* Start Data in this exercise *

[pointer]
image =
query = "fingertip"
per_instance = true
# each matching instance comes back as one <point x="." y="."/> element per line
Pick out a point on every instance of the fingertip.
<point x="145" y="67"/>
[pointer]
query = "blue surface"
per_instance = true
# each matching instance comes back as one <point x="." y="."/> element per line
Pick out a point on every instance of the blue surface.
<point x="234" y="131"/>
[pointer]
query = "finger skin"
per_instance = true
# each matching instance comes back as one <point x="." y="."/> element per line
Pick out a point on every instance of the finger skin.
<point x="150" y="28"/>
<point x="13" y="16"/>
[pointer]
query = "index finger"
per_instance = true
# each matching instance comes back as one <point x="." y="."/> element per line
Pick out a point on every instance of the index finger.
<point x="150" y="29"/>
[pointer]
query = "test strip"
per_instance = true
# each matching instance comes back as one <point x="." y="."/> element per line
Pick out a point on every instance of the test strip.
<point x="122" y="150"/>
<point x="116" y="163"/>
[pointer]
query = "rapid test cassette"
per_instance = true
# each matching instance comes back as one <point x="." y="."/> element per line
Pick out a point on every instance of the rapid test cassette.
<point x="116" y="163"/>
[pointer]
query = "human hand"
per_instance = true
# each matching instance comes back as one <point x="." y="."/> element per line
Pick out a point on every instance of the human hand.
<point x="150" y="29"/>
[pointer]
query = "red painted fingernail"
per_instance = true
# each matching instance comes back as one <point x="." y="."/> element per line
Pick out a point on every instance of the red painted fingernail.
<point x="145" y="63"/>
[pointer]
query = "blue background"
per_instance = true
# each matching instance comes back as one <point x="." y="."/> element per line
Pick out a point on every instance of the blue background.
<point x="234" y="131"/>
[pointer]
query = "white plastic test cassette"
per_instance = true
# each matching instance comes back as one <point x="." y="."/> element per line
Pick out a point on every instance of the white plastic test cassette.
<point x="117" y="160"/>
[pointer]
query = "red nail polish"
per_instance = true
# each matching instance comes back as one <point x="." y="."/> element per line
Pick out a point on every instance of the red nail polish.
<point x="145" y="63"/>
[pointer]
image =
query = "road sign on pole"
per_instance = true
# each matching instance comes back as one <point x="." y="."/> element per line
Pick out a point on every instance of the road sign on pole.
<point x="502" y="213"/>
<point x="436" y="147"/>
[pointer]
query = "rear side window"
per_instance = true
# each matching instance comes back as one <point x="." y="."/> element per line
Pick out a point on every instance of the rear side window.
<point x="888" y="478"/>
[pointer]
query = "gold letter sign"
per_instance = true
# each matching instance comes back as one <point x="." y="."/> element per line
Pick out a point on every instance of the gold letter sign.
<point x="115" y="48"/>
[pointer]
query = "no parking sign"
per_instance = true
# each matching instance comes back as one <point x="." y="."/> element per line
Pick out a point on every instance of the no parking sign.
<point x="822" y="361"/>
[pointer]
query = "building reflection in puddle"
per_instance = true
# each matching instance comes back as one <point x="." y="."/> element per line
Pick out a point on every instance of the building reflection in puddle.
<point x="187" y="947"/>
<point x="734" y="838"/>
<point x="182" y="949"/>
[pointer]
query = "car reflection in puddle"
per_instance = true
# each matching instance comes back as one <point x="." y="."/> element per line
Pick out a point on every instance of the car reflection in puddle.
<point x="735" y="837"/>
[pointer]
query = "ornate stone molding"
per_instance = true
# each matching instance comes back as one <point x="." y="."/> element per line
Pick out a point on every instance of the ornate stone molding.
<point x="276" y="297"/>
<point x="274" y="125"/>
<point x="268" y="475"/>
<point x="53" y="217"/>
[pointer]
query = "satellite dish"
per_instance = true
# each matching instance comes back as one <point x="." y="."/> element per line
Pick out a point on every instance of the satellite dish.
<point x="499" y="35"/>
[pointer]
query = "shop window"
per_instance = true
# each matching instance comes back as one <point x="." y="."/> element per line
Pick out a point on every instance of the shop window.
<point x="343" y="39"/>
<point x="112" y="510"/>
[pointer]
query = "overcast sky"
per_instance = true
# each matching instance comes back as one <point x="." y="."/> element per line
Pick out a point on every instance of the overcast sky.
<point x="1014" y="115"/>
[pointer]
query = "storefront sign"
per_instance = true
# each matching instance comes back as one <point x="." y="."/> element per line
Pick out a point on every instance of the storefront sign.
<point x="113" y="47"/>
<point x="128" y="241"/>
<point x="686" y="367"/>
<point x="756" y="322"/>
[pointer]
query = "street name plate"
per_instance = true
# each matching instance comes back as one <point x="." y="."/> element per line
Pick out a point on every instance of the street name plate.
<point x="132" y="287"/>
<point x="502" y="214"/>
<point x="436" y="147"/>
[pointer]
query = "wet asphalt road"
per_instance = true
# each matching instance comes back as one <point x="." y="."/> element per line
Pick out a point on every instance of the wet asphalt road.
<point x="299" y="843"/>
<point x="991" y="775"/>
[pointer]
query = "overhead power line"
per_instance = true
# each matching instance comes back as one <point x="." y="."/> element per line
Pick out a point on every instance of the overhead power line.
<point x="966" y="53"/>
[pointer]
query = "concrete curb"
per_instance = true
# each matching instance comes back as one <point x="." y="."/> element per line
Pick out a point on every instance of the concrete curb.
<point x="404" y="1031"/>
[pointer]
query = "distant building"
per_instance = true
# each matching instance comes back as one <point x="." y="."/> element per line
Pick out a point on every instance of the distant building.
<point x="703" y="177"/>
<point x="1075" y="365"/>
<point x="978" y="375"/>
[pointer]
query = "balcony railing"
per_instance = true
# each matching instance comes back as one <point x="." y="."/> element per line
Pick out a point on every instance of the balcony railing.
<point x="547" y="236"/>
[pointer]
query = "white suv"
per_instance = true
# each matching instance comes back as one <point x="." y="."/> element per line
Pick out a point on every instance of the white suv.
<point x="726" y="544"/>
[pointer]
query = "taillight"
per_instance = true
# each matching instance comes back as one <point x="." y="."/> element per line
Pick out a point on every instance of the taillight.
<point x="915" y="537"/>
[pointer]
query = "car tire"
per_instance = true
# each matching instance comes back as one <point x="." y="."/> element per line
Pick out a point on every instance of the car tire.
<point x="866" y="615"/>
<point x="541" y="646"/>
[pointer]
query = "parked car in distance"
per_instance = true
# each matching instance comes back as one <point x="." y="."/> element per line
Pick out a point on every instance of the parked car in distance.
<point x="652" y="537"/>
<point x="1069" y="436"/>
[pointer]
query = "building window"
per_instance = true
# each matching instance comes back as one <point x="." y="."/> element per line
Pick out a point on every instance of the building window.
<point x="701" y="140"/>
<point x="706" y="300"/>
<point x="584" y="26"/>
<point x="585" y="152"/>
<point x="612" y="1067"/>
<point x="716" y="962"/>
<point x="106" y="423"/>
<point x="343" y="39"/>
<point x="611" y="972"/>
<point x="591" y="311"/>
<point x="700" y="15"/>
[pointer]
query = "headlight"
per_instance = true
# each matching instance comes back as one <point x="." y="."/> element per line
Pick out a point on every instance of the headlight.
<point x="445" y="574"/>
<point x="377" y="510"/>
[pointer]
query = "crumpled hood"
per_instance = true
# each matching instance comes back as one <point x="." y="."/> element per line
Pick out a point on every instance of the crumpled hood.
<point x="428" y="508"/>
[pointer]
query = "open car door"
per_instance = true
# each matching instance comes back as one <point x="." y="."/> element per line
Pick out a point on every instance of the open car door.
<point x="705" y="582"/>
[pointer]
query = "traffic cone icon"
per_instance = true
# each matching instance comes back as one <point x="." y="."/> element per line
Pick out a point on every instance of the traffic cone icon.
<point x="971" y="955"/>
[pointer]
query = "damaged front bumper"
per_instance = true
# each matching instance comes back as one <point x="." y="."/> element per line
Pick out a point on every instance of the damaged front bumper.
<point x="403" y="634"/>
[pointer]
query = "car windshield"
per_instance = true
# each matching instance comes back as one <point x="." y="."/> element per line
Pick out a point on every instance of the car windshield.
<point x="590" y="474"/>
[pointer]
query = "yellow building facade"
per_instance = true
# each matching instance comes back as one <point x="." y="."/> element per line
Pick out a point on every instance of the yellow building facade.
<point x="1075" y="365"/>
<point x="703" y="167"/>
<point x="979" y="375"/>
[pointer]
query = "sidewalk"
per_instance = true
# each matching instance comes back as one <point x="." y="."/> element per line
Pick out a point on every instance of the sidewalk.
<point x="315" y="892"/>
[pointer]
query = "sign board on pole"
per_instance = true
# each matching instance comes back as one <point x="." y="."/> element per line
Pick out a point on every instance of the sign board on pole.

* End Data in this exercise *

> **Written problem**: Return every line of the listing above that contains the string "shop". Case counts, so only lines matching that exact case qualify.

> **Exercise solution**:
query = "shop window"
Pick out a point on every instance of the shop window.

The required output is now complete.